Document segment:
******

Thursday, June 30, 2022

 

SPAIN DAY 6 – Paella and the Park

We wake excited to be here.  Barcelona does that to you.  Designed with tons of parks and squares and playgrounds and outdoor cafes, all integrated into the arts and connected by wide, welcoming, safe walkways, this place exudes the feeling that life is for living.  And we’re going to live it some today.  And we start living it with breakfast in the Cotton House’s lovely outdoor courtyard. 

The early June weather is, again, perfect.  We cab it (Uber is banned in Barcelona) to Park Guell, one of the city’s most celebrated attractions.   The site on Carmel Hill originally started as a luxury housing development, the 60 triangular lots intended to offer the lucky owners a sweeping view of the city well away from the smoky factories.  Only 2 homes were built on the impossibly rocky terrain before the project went bust in 1904.  One of the houses was eventually purchased by Antoni Gaudi, the fabled artist / architect who designed the massive Segrada Familia basilica we visited yesterday.  Gaudi eventually reimagined the housing site into Park Guell (pronounced par-GOUL by the locals), a botanical garden dripping with the city’s flair for art and high design.  We spend a few hours wandering the grounds, the structures and gardens ranging from whimsical to lush to religious to fantasy.

(click on the image to view full size picture)



Fortunately, we got to the park early, because by the time we left, it’s packed with tourists and school trips and families.  In need of caffeine, we wander out into La Salut, the residential neighborhood surrounding the park and find a little local café with a fantastic coffee machine.

******

Given information:
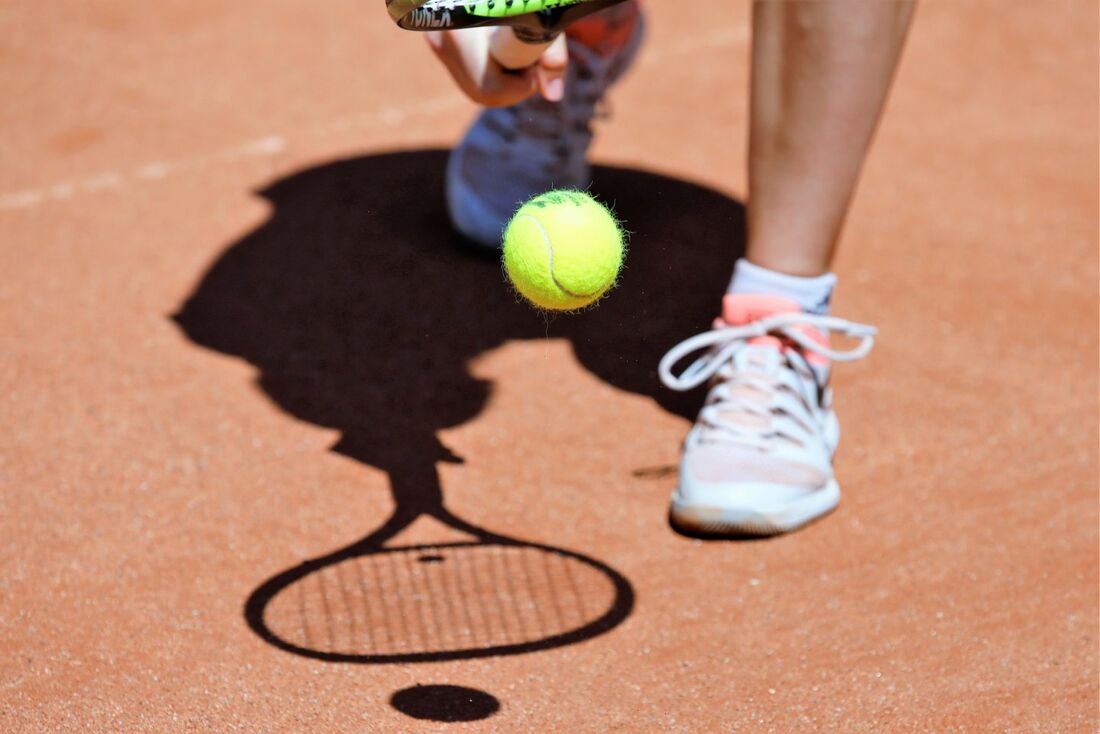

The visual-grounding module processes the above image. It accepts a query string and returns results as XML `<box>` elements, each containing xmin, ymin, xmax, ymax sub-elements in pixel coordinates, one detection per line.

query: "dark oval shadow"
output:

******

Problems and tasks:
a) Rewrite the paragraph of the Barcelona travel post that begins "The early June weather is, again, perfect" as a short bulleted list that keeps its main facts.
b) Carry the Barcelona travel post forward from the point where it stops.
The lines are separate from the Barcelona travel post.

Task answers:
a)
- The weather is perfect again, and the couple takes a cab to Park Guell, since Uber is banned in Barcelona.
- The site on Carmel Hill began as a luxury housing development of 60 triangular lots, meant to give owners a sweeping city view far from the smoky factories.
- Only 2 homes were built on the rocky terrain before the project went bust in 1904.
- Antoni Gaudi, the architect of the basilica they visited the day before, eventually bought one of the houses.
- Gaudi reimagined the site as Park Guell (pronounced par-GOUL locally), a botanical garden full of art and high design.
- They spend a few hours wandering grounds that range from whimsical to lush to religious to fantasy.

b)
Thanks to Mandy’s fine planning, we’re just a few short blocks from our next stop, the Secret Garden Paella Cooking Class we found on Airbnb experiences.  Our host Clara greets us at the door with a wide smile and that effortless European panache she doesn’t even know she has.  Two other groups join us, a couple and their three kids from Arizona and couple from Florida on vacation with their adult daughter from D.C.  Clara starts by explaining that today we will be learning her family paella recipe, but the recipe, and the dish itself is only a backdrop.  The frame story around leisurely weekend afternoons with family and friends that turn into leisurely weekend nights with family and friends and wine.  This is cooking I can get behind.  We are making two versions today, one “mixta” with seafood, and one traditional with chicken and rabbit and pork.  I’ve made paella before, and although it was well received by my guests, I did absolutely everything wrong.  The most important take-away is that the dish isn’t about the proteins, rather it’s a rice dish with the proteins just there to flavor the rice.  Well coached, we spend the early afternoon cooking and drinking wine and talking and drinking wine, so when the paellas are done, we dive in with exuberance.





It’s a 45 minute walk back to the hotel, but the city just yearns to be walked.  We take a semi direct route so we can check out the Gracia section of the city, a much better representation of how the locals live.  Still buzzy, and now sleepy, we retreat once again to the rooftop hotel pool.

Jay and Judy, our favorite dining partners, have made it into town even more improbably than we did.  So tonight we’ll celebrate that victory in our favorite style… at dinner.  Tonight it’s Babula Bar 1937.  Babula is a Catalan phrase that loosely translates to “grandma’s food”, and we are welcomed just like we would be at grandma’s house.  The food is based on traditional home recipes, but with the chef’s updated takes on these classics.  We start with some well crafted original cocktails and order a bottle of local red to let that start breathing.  Spanish wines are easy opening in just a few minutes, so it’s ready by the time the first tapas comes.  Food is family style, everything meant for sharing, to induce conversation and togetherness.  Second bottle of red and dessert is an event – tableside made ice cream served over silky pound cake.  We’ve been joking with Victor, our server, all night and now he starts bringing us drinks gratis for us to try, one tastier then the next.  Always conscious of offending our host, we make sure to finish each drink to the last drop.


Maybe we didn’t have enough togetherness, maybe it was the exuberation of connecting with friends in a foreign land, or maybe it was that second bottle of wine, or probably it was Victor’s very successful attempt to get us all sozzled, but we’re just not ready to call it a night.  Jay suggests a rooftop bar at the Hotel Barcelona Princess where we close the night with last drinks, great views and lotsa laughs.